* _PAGE EXCERPT_
■ ■ ■ ■

With a small picnic in hand, we taxiied to the Bund (Shanghai's old financial district by the water), enjoyed our first course, and I saw Shanghai's nighttime skyline for the first time. A group of four Chinese college students admired our picturesque spread on one of the stone benches and probably thought that we would be an easy target for tea-racketeering. Fortunately, I surprised them with language skills and they realized, of course, that we were in fact old China hands. They had seen Gone with the Wind so I took the opportunity to explain to them how America's plantation life continues to thrive, and that slavse labor was paying for our trip to China.

We then strolled along the large Huangpu River through the crowd of beggars and lovers to our destination, "M on the Bund", recommended by the Venerable Doc. Shurmer. Seated on the terrace, we both reflected that the evening had so far been our most enjoyable in Shanghai. And then we realized that our evening had approximately nothing to do with the Orient. We drank Australian wine, ate Australian lamb, dined in a European colonial building, looked out upon a European trading city built in the style of the West, our delicious bread and cheese had come directly from Europe to the Ritz, and we were both, of course, Americans. I know what you're thinking and I took the liberty of asking - no, they didn't have a single pair of chopsticks in the establishment.

■ ■ ■ ■

* _EXERCISE INSTRUCTIONS_
- 1) According to the Shanghai excerpt, why did the two diners conclude that their evening had almost nothing to do with the Orient?
- 2) Return the stretch of the Shanghai excerpt from "We then strolled" through "in the establishment.", word for word.

* _INFORMATION SUPPLIED_
■ ■ ■ ■

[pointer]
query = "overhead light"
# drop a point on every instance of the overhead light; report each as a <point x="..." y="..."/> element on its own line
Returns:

■ ■ ■ ■

* _ANSWERS BELOW_
- 1) They drank Australian wine and ate Australian lamb in a European colonial building, overlooking a trading city built in a Western style. Their bread and cheese had come straight from Europe to the Ritz, and both of them were Americans.

- 2)
We then strolled along the large Huangpu River through the crowd of beggars and lovers to our destination, "M on the Bund", recommended by the Venerable Doc. Shurmer. Seated on the terrace, we both reflected that the evening had so far been our most enjoyable in Shanghai. And then we realized that our evening had approximately nothing to do with the Orient. We drank Australian wine, ate Australian lamb, dined in a European colonial building, looked out upon a European trading city built in the style of the West, our delicious bread and cheese had come directly from Europe to the Ritz, and we were both, of course, Americans. I know what you're thinking and I took the liberty of asking - no, they didn't have a single pair of chopsticks in the establishment.